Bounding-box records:

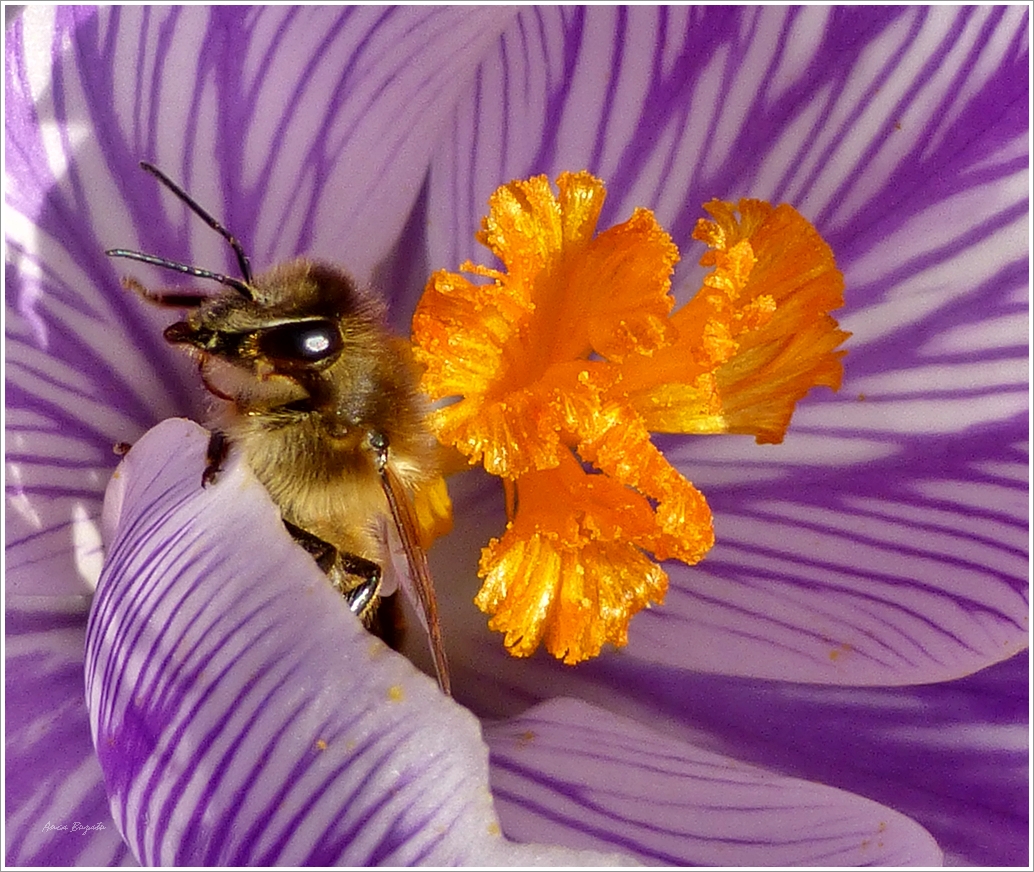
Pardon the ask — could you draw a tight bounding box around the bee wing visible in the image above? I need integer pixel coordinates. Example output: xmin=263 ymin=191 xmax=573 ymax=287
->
xmin=381 ymin=464 xmax=452 ymax=695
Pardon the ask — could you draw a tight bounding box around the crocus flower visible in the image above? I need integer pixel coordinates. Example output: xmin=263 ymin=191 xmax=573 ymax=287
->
xmin=5 ymin=7 xmax=1029 ymax=865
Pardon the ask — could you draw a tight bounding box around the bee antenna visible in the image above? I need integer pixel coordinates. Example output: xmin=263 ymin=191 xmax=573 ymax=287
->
xmin=104 ymin=248 xmax=254 ymax=300
xmin=138 ymin=160 xmax=251 ymax=285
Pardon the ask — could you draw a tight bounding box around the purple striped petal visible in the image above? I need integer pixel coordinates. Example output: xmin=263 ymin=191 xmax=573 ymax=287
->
xmin=4 ymin=6 xmax=513 ymax=595
xmin=4 ymin=593 xmax=132 ymax=867
xmin=86 ymin=419 xmax=619 ymax=866
xmin=429 ymin=7 xmax=1029 ymax=685
xmin=487 ymin=699 xmax=941 ymax=868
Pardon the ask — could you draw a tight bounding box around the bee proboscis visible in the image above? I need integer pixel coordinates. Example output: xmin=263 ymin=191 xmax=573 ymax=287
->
xmin=107 ymin=162 xmax=450 ymax=693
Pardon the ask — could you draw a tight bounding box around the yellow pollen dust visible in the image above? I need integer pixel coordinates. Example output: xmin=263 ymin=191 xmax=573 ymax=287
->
xmin=413 ymin=172 xmax=848 ymax=663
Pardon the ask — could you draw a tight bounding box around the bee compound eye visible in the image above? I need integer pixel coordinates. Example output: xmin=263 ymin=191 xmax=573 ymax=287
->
xmin=259 ymin=318 xmax=342 ymax=366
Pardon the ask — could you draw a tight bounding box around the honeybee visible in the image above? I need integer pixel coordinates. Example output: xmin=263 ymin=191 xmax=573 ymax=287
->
xmin=105 ymin=162 xmax=450 ymax=693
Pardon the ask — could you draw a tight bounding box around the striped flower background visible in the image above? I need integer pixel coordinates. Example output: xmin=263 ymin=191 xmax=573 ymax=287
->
xmin=4 ymin=7 xmax=1030 ymax=866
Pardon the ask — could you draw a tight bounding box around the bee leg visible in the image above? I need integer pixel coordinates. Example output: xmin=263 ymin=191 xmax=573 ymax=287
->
xmin=201 ymin=430 xmax=230 ymax=487
xmin=283 ymin=520 xmax=381 ymax=626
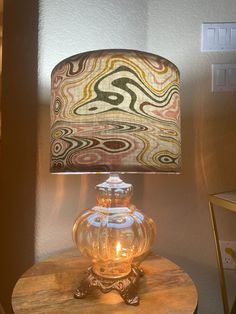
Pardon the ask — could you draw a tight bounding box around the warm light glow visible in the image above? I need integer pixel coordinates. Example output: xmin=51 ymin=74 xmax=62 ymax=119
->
xmin=116 ymin=241 xmax=121 ymax=257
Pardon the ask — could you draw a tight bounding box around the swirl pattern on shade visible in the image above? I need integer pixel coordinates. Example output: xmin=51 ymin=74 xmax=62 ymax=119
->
xmin=51 ymin=50 xmax=181 ymax=172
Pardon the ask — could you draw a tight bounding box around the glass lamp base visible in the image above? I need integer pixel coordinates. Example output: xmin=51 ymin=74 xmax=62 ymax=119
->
xmin=74 ymin=266 xmax=144 ymax=305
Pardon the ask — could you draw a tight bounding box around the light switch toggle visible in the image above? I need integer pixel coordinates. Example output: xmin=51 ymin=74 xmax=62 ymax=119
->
xmin=212 ymin=64 xmax=236 ymax=92
xmin=202 ymin=23 xmax=236 ymax=51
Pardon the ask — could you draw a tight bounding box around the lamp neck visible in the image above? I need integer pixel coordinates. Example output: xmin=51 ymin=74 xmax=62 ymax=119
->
xmin=96 ymin=173 xmax=133 ymax=207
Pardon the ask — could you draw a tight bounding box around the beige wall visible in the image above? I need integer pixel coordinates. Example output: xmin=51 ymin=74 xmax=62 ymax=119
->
xmin=36 ymin=0 xmax=236 ymax=314
xmin=0 ymin=0 xmax=236 ymax=314
xmin=0 ymin=0 xmax=38 ymax=314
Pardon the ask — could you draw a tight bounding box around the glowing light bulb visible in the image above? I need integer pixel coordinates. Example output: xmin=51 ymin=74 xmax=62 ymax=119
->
xmin=116 ymin=241 xmax=121 ymax=257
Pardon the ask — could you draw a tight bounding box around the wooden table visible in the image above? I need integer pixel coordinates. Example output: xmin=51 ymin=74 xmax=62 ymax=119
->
xmin=12 ymin=250 xmax=197 ymax=314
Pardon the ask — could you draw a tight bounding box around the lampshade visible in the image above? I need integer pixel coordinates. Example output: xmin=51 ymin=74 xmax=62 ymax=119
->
xmin=50 ymin=49 xmax=181 ymax=173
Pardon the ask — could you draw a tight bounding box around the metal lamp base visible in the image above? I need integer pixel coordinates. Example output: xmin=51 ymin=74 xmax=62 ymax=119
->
xmin=74 ymin=266 xmax=144 ymax=305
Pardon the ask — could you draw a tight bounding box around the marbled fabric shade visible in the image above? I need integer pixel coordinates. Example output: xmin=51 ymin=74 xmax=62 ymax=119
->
xmin=51 ymin=50 xmax=181 ymax=173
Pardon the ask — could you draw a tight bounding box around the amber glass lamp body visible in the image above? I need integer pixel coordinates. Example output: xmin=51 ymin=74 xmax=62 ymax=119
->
xmin=73 ymin=174 xmax=155 ymax=278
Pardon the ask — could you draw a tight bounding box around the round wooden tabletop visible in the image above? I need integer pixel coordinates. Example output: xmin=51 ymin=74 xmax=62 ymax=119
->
xmin=12 ymin=250 xmax=197 ymax=314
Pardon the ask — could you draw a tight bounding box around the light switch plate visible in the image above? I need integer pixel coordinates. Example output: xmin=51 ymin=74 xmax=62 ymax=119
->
xmin=212 ymin=64 xmax=236 ymax=92
xmin=202 ymin=23 xmax=236 ymax=51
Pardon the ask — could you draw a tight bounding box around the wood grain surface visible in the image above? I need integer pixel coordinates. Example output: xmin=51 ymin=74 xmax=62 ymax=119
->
xmin=12 ymin=250 xmax=197 ymax=314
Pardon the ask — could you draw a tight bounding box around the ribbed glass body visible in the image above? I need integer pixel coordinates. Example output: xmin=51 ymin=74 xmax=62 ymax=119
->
xmin=73 ymin=174 xmax=155 ymax=278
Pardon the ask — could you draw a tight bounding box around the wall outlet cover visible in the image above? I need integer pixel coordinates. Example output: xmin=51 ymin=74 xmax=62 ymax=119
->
xmin=219 ymin=240 xmax=236 ymax=270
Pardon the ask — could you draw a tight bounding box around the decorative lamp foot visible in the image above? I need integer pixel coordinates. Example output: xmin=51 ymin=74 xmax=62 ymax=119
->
xmin=74 ymin=266 xmax=144 ymax=305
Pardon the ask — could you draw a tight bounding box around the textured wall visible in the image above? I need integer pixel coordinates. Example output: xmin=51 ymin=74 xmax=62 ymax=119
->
xmin=36 ymin=0 xmax=147 ymax=258
xmin=0 ymin=0 xmax=38 ymax=314
xmin=36 ymin=0 xmax=236 ymax=314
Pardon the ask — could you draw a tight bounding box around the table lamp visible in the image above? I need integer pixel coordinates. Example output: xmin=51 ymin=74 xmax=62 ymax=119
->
xmin=51 ymin=49 xmax=181 ymax=305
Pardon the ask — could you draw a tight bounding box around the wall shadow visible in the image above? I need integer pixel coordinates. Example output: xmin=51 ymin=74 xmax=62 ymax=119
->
xmin=0 ymin=0 xmax=38 ymax=313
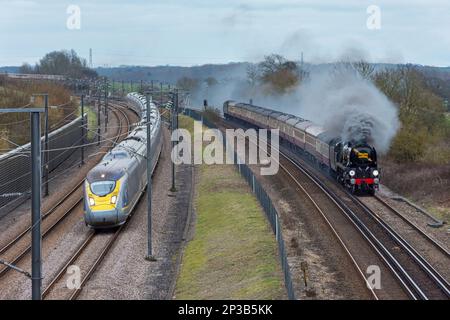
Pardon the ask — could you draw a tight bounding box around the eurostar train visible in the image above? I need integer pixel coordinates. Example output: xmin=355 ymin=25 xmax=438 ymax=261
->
xmin=223 ymin=101 xmax=380 ymax=195
xmin=84 ymin=93 xmax=162 ymax=228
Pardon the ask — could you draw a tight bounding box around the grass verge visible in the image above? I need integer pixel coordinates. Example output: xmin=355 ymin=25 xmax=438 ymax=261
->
xmin=175 ymin=116 xmax=286 ymax=299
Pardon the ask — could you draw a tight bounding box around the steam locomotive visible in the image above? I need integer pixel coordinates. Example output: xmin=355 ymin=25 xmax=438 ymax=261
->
xmin=223 ymin=101 xmax=380 ymax=195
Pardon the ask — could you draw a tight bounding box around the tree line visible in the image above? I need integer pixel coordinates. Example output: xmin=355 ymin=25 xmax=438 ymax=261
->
xmin=20 ymin=50 xmax=98 ymax=79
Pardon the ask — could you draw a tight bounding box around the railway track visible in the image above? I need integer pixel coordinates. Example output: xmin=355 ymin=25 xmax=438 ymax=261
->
xmin=373 ymin=195 xmax=450 ymax=258
xmin=221 ymin=118 xmax=450 ymax=300
xmin=42 ymin=224 xmax=126 ymax=300
xmin=43 ymin=103 xmax=144 ymax=300
xmin=0 ymin=106 xmax=131 ymax=279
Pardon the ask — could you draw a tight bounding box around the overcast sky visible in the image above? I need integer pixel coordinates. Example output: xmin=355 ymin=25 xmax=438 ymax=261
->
xmin=0 ymin=0 xmax=450 ymax=66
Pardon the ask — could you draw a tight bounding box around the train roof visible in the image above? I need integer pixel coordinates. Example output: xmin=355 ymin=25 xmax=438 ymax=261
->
xmin=317 ymin=131 xmax=336 ymax=144
xmin=86 ymin=158 xmax=130 ymax=183
xmin=305 ymin=124 xmax=325 ymax=137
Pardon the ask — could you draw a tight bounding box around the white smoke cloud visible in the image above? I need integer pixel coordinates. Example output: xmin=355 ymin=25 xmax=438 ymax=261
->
xmin=292 ymin=69 xmax=400 ymax=153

» SET TASK
Rewrite as a numbered list the lines from the one containing "around the eurostar" through the one containing "xmin=175 ymin=116 xmax=286 ymax=299", both included, and omit any blank lines.

» OUTPUT
1. Pardon the ask — could you draw a tight bounding box around the eurostar train visible in the image above? I need integer pixel coordinates. Example output: xmin=355 ymin=25 xmax=438 ymax=261
2. ->
3. xmin=223 ymin=101 xmax=380 ymax=195
4. xmin=84 ymin=93 xmax=162 ymax=228
5. Pardon the ask — could you draw a tight bounding box around the grass verge visible in the image above? I need integer pixel coordinates. Example output: xmin=355 ymin=25 xmax=438 ymax=261
6. ->
7. xmin=175 ymin=116 xmax=286 ymax=299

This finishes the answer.